> [What you are asked to do]:
Convert every line of the entries below into a JSON list of strings, one string per line, with blank lines omitted.

--- begin Records provided ---

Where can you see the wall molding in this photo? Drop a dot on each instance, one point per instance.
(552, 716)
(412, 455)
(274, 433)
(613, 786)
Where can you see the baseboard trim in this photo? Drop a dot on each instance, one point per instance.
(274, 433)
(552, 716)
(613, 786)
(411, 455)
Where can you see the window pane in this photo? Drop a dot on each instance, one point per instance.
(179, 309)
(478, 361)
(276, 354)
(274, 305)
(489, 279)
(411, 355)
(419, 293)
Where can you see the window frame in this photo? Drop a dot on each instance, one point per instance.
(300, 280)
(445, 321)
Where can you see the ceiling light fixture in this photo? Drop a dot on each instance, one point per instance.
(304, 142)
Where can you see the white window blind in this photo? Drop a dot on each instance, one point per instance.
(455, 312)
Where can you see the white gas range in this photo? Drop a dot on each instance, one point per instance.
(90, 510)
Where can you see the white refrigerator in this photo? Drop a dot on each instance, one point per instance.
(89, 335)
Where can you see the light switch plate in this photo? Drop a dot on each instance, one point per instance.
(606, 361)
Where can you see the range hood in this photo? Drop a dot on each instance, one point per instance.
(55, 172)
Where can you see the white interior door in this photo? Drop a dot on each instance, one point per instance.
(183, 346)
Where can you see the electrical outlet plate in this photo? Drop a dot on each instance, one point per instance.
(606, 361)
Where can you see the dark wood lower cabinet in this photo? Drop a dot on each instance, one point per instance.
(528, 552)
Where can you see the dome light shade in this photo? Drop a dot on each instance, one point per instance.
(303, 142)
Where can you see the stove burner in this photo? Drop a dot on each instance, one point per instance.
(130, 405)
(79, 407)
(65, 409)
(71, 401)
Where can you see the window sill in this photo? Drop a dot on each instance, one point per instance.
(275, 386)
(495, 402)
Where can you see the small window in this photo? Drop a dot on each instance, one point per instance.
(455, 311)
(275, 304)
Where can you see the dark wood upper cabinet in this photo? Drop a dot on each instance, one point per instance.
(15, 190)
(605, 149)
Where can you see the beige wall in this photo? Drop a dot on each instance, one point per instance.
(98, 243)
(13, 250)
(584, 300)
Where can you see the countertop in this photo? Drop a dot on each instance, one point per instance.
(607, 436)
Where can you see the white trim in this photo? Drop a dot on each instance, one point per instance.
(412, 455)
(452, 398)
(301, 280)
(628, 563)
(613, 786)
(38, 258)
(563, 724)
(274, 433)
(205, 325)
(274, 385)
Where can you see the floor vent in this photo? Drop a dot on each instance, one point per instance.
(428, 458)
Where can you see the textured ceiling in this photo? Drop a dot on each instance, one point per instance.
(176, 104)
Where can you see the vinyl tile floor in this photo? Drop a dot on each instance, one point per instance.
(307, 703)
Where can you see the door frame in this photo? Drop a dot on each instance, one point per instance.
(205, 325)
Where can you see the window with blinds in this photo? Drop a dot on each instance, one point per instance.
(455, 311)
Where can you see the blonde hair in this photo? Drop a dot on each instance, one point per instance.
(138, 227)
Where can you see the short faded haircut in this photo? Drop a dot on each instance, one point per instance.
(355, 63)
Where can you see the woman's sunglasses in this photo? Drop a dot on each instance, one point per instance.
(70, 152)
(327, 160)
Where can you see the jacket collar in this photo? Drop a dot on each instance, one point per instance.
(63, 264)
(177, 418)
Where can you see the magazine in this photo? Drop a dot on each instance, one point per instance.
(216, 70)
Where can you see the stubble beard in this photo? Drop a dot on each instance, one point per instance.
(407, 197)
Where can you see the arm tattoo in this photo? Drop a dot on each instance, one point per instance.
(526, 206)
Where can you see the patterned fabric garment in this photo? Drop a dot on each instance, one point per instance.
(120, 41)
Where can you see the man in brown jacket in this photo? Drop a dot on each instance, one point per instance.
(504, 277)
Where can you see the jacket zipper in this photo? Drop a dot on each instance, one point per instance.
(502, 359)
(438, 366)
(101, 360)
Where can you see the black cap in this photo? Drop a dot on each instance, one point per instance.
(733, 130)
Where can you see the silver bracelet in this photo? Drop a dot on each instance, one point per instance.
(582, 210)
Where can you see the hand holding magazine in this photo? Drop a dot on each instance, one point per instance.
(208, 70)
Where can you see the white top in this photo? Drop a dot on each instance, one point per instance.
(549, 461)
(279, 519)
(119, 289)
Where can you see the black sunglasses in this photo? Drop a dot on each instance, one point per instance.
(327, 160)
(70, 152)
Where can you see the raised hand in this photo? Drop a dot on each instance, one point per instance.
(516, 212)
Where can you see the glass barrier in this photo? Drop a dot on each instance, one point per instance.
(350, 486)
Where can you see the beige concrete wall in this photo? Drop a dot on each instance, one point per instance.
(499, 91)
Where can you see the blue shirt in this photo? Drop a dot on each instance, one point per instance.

--- end Records provided ---

> [Result of this task]:
[
  "Where can you see the wall molding in this photo? Drop a dot on each instance, one point per instance.",
  "(552, 716)",
  "(412, 455)",
  "(274, 433)",
  "(613, 786)",
  "Where can you see the baseboard trim in this photo? Drop a dot on each instance, one point per instance.",
  "(274, 433)",
  "(552, 716)",
  "(613, 786)",
  "(411, 455)",
  "Where can you see the window pane in this photo? Drop a dot on each instance, one point per instance.",
  "(179, 309)",
  "(478, 361)",
  "(276, 354)",
  "(274, 305)",
  "(489, 279)",
  "(411, 355)",
  "(419, 293)",
  "Where can you see the window frame in this photo? Drop a dot on each instance, one point per instance.",
  "(300, 280)",
  "(445, 321)",
  "Where can you see the ceiling light fixture in this photo? Drop a dot on each instance, one point per instance.",
  "(304, 142)",
  "Where can you see the white window blind in this photo? Drop a dot on each instance, one point per instance.",
  "(455, 312)",
  "Where can you see the white gas range in this photo? Drop a dot on each instance, one point per instance.",
  "(90, 510)",
  "Where can you see the white refrigerator in this photo? Drop a dot on each instance, one point per instance.",
  "(89, 335)",
  "Where can you see the light switch plate in this photo? Drop a dot on each instance, one point per instance.",
  "(606, 361)",
  "Where can you see the range hood in this photo? Drop a dot on each instance, one point per instance.",
  "(55, 172)",
  "Where can you see the white interior door in this photo? Drop a dot on each instance, one point per instance.",
  "(183, 346)",
  "Where can you see the electrical outlet plate in this photo? Drop a dot on each instance, one point per instance.",
  "(606, 361)",
  "Where can you see the dark wood lower cabinet in this photo? Drop a dot on each instance, one point per instance.",
  "(528, 552)",
  "Where can you see the dome light shade in this photo? Drop a dot on each instance, one point per instance.",
  "(303, 142)",
  "Where can you see the stove burner in this photo? Drop a dot on each instance, one point per instance.",
  "(130, 405)",
  "(79, 407)",
  "(65, 409)",
  "(71, 401)",
  "Where can you see the window sill in this photo? Drop a dot on each instance, one point per instance.",
  "(275, 386)",
  "(495, 402)",
  "Where can you see the small window in this photo? Drop a dot on each instance, one point per instance.",
  "(455, 311)",
  "(275, 304)",
  "Where can you see the dark wood upper cabinet in this photo? Drop a dot on each instance, one point per instance.",
  "(15, 190)",
  "(605, 149)",
  "Where can you see the beige wall in this photo? Drop a dot on each instance, one point per instance.",
  "(98, 243)",
  "(13, 250)",
  "(584, 300)",
  "Where can you see the countertop in this photo? Drop a dot on each instance, one point per instance.",
  "(607, 436)",
  "Where can you see the white trim in this photo? Drop a dot on each instance, one point per instance.",
  "(412, 455)",
  "(452, 398)",
  "(301, 280)",
  "(628, 563)",
  "(613, 786)",
  "(38, 258)",
  "(563, 724)",
  "(274, 433)",
  "(205, 325)",
  "(274, 385)",
  "Where can you see the floor vent in this photo? Drop a dot on each instance, one point per instance.",
  "(428, 458)",
  "Where can you see the textured ceiling in this photo? Drop a dot on each instance, one point per instance.",
  "(176, 104)",
  "Where can you see the vinyl tile floor in this photo? Drop a dot on each instance, one point per instance.",
  "(307, 703)",
  "Where can you see the door frame in this photo? Drop a dot on each instance, one point per instance.",
  "(205, 325)",
  "Where can you see the window with blinds in this photo? Drop a dot on each instance, one point per instance.",
  "(455, 311)",
  "Where can you see the blonde hair in this photo? Drop a dot on each instance, one point per instance.",
  "(138, 227)",
  "Where can you see the short faded haircut in this photo? Drop a dot on each instance, one point per instance.",
  "(355, 63)",
  "Where can you see the woman's sunglasses in this photo? Drop a dot on each instance, one point per instance.",
  "(70, 152)",
  "(327, 160)",
  "Where can you see the jacket collar in this photo? Drop a dot on each instance, one point per instance.",
  "(63, 264)",
  "(177, 418)",
  "Where can you see the magazine in this photo? Drop a dot on each instance, one point per instance.",
  "(216, 70)",
  "Where can you see the stubble beard in this photo? Drop a dot on each instance, one point per instance.",
  "(407, 197)",
  "Where can you see the arm tattoo in this photo? Drop a dot on each instance, one point per instance.",
  "(526, 206)",
  "Where can you see the patterned fabric garment in this photo? Drop a dot on each instance, one point per instance.",
  "(120, 41)",
  "Where can you see the man in brown jacket in this photo? Drop a dot on each instance, one point per instance.",
  "(504, 277)",
  "Where can you see the jacket zipper in this photo? Drop a dot on each instance, one point per instance.",
  "(502, 359)",
  "(438, 366)",
  "(101, 360)",
  "Where can you see the black cap in this photo? Drop a dot on each instance, one point per instance.",
  "(733, 130)",
  "Where can you see the silver bracelet in this photo? Drop a dot on each instance, one point per instance.",
  "(582, 210)",
  "Where can you see the hand holding magazine in this photo? Drop a dot on each instance, one point per instance.",
  "(208, 70)",
  "Where can you see the white top in this photo? Drop a dot on each instance, one point per instance.",
  "(549, 461)",
  "(279, 519)",
  "(119, 289)",
  "Where can you see the black sunglasses in this photo? Drop a dot on each instance, one point per instance.",
  "(327, 160)",
  "(70, 152)",
  "Where can you see the raised hand in this photo? Drop a dot on each instance, one point per instance.",
  "(516, 212)",
  "Where can you see the glass barrier in this photo? Drop a dot on each instance, one point per instance.",
  "(350, 486)",
  "Where can you see the beige concrete wall in this photo? Drop a dot on each instance, one point per instance.",
  "(499, 91)",
  "Where can you see the blue shirt in this photo? Drop a dot on each instance, one point per instance."
]